◆ **What is required**:
Reproduce verbatim the lines beginning with the one that contains "Could you point out the shoreline" and continuing through the final line of the extracted records, including both of these lines.

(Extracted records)
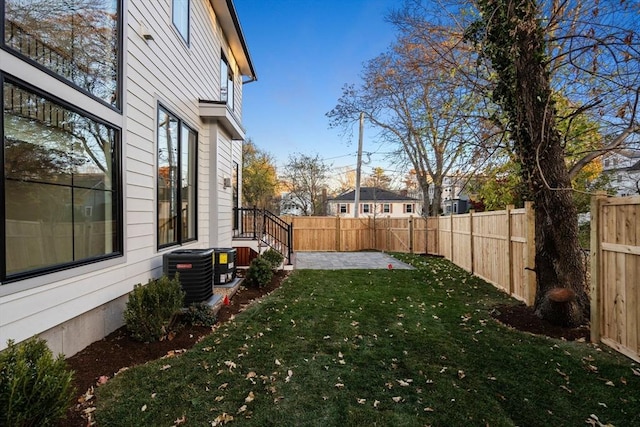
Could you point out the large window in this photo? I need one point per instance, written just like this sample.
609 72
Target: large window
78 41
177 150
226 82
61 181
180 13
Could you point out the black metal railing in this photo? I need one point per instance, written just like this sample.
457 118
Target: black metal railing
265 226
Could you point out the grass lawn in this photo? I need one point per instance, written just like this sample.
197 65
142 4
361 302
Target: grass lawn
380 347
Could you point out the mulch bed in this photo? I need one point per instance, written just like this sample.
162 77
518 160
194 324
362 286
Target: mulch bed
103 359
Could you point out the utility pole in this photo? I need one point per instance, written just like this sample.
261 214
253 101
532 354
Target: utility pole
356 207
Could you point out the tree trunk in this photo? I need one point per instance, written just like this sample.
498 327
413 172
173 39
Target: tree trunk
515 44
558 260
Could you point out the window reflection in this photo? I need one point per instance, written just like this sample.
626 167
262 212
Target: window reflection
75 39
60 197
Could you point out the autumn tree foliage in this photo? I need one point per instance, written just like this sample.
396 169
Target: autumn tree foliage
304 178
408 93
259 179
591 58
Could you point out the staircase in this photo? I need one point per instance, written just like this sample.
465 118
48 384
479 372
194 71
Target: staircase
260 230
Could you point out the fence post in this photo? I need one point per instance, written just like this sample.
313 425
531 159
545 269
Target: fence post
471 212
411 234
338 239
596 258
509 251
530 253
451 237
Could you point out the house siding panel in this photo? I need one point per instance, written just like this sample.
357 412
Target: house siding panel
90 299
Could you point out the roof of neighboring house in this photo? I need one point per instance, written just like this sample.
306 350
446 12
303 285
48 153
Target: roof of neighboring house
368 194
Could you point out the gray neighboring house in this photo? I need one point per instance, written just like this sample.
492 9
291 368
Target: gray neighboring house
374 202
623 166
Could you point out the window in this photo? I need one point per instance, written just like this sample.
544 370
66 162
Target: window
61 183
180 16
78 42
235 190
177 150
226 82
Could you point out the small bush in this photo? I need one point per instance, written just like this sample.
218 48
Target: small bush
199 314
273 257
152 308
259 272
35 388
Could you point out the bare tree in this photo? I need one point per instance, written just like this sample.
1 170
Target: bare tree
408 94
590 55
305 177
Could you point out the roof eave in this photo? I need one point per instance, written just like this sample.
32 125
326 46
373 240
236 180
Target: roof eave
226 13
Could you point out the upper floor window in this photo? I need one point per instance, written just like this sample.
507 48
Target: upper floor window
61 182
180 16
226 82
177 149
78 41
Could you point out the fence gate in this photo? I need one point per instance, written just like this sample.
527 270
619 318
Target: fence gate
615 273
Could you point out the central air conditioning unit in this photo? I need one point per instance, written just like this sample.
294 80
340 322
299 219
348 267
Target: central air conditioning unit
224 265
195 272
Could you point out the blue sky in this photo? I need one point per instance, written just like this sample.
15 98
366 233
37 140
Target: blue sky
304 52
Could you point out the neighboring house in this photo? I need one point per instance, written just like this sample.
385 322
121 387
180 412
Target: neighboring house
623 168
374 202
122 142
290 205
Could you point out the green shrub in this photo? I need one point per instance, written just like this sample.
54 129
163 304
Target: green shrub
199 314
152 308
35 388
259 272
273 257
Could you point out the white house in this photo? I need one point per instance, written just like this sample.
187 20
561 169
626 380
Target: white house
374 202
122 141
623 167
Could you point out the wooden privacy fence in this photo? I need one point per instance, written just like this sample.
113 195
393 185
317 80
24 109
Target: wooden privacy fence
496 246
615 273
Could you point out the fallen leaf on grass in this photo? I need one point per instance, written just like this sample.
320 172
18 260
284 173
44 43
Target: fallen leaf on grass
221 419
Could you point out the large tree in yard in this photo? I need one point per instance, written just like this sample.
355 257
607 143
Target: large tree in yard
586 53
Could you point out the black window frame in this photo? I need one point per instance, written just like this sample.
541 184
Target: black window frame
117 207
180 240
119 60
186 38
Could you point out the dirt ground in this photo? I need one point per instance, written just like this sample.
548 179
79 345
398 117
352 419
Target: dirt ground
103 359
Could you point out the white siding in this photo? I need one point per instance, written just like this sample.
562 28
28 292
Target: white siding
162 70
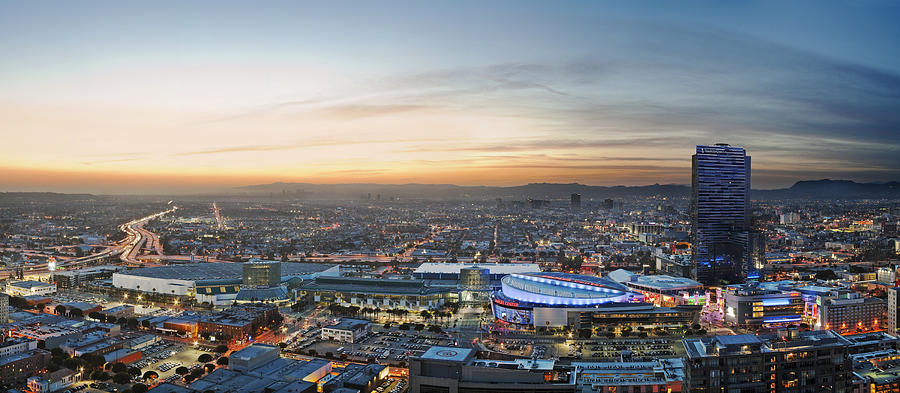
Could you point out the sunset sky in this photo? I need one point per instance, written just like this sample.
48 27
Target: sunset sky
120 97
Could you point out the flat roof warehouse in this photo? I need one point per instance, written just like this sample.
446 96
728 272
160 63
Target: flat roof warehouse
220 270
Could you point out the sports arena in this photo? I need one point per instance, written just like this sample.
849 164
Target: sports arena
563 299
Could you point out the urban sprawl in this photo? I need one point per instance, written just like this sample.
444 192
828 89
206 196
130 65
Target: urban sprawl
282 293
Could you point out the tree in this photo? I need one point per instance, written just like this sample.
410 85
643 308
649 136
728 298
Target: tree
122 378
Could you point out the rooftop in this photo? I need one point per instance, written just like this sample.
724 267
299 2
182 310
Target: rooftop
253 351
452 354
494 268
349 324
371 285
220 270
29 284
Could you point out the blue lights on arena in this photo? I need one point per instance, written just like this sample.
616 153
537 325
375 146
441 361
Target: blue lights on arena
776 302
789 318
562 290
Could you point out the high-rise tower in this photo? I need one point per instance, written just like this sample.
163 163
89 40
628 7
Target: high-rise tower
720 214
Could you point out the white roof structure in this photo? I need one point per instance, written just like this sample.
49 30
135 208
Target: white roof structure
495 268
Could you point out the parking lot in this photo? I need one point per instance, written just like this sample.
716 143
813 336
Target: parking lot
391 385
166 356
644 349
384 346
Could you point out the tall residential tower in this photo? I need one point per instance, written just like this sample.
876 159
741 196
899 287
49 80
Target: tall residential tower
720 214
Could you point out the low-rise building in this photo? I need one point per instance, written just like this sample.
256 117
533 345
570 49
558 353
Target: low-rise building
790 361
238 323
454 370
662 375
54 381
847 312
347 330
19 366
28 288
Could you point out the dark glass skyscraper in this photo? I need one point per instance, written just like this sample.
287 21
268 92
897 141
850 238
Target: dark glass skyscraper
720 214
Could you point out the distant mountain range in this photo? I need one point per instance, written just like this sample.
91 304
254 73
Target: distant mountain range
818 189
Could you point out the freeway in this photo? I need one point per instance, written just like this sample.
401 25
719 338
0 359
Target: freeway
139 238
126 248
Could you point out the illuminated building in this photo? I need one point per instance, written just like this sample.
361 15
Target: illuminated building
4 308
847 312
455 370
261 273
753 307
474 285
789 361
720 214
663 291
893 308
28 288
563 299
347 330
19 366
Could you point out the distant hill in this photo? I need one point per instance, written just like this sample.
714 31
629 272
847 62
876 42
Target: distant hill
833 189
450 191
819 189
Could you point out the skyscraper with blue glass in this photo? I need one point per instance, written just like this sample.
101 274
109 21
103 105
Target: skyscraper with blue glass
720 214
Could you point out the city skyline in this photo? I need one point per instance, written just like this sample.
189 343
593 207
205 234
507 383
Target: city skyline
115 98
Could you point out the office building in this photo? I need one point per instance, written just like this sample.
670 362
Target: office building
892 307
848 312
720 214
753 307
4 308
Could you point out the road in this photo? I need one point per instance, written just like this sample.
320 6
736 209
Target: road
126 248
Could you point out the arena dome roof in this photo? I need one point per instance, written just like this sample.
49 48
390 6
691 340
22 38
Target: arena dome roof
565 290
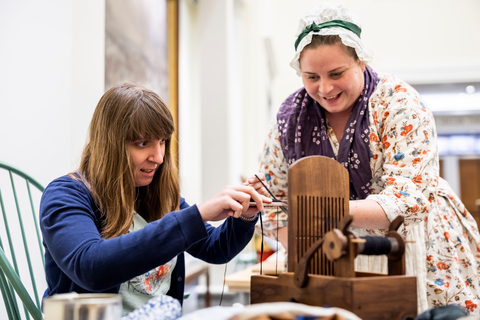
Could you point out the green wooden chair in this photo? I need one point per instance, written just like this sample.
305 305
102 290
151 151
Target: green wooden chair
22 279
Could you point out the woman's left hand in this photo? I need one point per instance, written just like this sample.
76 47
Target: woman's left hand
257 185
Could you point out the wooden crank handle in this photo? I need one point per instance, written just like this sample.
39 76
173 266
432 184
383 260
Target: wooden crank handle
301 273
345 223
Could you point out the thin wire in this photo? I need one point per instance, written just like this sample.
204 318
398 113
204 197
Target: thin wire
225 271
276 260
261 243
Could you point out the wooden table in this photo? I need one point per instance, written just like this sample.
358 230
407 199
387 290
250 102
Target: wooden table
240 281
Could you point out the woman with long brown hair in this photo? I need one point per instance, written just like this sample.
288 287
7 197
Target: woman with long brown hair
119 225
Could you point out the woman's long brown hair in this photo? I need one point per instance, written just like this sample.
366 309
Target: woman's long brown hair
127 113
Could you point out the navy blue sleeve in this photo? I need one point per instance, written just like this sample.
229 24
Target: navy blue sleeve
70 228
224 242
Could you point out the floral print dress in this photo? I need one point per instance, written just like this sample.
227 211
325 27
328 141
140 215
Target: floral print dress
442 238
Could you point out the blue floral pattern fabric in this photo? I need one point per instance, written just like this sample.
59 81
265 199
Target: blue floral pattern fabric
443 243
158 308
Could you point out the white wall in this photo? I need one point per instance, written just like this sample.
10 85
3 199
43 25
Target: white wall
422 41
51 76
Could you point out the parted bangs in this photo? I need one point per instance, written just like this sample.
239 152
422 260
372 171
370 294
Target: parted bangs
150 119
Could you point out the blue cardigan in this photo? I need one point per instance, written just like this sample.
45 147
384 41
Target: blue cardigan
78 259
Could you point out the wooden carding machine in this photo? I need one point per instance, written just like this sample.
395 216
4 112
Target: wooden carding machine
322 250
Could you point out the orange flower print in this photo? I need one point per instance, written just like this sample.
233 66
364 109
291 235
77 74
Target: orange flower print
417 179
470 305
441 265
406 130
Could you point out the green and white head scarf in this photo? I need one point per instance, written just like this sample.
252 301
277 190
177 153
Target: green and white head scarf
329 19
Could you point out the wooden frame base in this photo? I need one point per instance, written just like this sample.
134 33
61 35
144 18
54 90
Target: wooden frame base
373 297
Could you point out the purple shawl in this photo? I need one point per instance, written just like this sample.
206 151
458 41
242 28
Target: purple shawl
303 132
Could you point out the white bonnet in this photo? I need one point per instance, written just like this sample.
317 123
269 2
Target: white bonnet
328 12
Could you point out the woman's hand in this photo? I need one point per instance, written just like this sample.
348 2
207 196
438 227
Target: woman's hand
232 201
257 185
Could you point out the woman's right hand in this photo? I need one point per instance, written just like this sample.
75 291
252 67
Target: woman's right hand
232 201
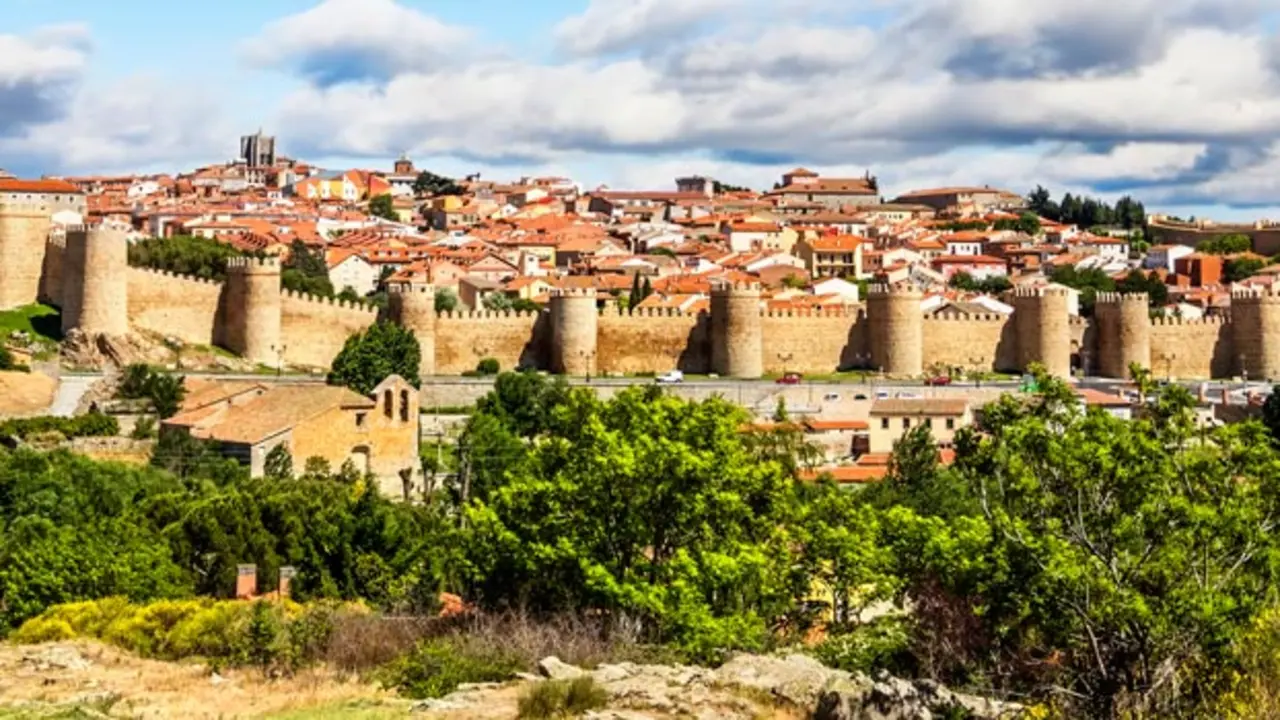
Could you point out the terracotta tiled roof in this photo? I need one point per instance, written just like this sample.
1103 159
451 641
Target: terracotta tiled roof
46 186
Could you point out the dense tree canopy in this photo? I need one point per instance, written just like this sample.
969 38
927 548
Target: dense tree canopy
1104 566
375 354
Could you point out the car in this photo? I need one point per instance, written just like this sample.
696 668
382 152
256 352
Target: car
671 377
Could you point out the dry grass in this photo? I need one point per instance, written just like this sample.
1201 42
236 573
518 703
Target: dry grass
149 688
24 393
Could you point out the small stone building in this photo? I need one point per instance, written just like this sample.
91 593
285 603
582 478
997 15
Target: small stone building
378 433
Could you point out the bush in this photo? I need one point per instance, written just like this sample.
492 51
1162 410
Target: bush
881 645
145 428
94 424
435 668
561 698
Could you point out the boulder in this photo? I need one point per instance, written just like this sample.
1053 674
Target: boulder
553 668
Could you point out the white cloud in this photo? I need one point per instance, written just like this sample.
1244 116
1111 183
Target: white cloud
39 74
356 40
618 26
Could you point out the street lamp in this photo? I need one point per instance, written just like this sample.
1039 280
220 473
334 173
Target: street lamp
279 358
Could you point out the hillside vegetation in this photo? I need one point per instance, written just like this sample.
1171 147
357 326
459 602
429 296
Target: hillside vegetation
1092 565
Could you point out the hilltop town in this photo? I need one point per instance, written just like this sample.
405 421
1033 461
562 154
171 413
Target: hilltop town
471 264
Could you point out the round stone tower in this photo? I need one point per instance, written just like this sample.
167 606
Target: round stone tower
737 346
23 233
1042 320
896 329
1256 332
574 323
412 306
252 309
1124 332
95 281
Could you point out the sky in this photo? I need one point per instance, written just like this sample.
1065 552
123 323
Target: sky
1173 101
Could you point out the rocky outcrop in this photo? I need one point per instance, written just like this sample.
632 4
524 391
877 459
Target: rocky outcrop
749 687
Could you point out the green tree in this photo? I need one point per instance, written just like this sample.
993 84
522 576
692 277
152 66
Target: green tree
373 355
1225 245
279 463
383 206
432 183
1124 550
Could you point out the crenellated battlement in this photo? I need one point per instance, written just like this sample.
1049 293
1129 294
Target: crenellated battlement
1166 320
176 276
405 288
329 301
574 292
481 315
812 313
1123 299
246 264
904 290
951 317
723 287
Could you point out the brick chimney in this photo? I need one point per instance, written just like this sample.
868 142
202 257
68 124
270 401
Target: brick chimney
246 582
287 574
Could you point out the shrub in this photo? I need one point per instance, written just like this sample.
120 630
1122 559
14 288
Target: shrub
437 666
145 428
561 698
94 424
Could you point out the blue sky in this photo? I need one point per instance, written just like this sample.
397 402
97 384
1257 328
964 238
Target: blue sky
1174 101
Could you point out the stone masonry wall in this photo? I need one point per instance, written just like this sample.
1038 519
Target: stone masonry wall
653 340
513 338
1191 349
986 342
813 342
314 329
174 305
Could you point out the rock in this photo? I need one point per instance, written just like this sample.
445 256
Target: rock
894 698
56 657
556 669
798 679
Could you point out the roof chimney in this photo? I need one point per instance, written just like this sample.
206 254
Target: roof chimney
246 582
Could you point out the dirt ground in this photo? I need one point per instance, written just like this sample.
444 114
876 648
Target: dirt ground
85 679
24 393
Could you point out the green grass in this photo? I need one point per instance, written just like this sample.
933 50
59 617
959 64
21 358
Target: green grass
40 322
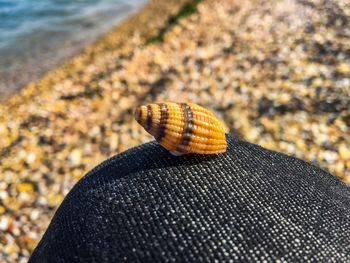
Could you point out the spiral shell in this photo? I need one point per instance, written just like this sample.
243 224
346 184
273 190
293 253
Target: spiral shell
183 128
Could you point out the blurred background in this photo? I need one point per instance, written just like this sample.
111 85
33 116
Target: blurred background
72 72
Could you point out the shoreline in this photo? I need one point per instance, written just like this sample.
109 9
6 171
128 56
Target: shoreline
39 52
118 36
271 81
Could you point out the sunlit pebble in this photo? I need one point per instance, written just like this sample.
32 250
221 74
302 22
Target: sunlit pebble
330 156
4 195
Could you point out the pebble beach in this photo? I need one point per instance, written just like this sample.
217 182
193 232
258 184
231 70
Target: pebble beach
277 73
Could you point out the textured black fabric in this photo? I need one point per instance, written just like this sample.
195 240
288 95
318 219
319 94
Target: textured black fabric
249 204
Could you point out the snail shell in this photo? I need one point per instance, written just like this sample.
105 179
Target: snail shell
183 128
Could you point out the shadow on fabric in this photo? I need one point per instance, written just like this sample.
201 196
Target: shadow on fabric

◆ **Task answer**:
Could you point out the shoreline in this photo? I need one point per instance, written just like this sample.
109 9
6 171
128 56
Target: shoreline
39 52
118 36
271 81
Could you point out the sunlit pebble in this photo? I need one point per instance, written just like this sample.
32 250
221 74
302 22
Target: sunlit pebble
330 156
4 195
Could you point out the pebble beach in this photo? I need one point per instance, written just like this sample.
217 182
193 232
258 184
231 70
Target: pebble beach
277 73
Could you point out the textured black fabric in this photo? I need one point per instance, written just like this sample.
195 240
288 95
318 219
319 94
Target: textured black fabric
249 204
Could you point out the snail shell in this photo? I need one point per instance, written just like this sample.
105 179
Target: snail shell
183 128
Could you point out the shadow on fabric in this photo? I need one point per instance, written just like this sample.
201 196
Target: shadow on fabric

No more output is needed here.